■ Required action
Return every line below as is, leaving out the pictures.
---------- The data
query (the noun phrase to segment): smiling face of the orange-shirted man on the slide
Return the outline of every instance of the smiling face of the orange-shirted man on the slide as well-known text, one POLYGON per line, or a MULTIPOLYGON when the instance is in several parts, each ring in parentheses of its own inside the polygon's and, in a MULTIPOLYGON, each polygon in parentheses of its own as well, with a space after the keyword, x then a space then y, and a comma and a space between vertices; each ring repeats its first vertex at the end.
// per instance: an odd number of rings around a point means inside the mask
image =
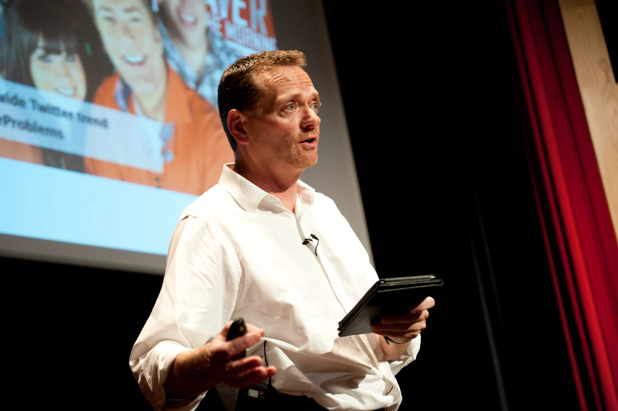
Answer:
--------------------
■ Solution below
query (the noun phrase to segment): smiling face of the orange-shirted man on the slide
Return the outline of every instance of the smiling face of the orange-shirted man on the slide as well-known text, one POLYGON per line, or a MULTIPOLYGON when the instance is in several parts, each ring in parentheses of its own inside the polygon's and, in a MULTIPOLYGON, each polygon in parentheses of its own as well, with a space after the keyword, x then a space then y, and a comma and a space between vertices; each ring repeats its first vertex at the end.
// per instance: an odd number of rings around a point means inside the mask
image =
Answer:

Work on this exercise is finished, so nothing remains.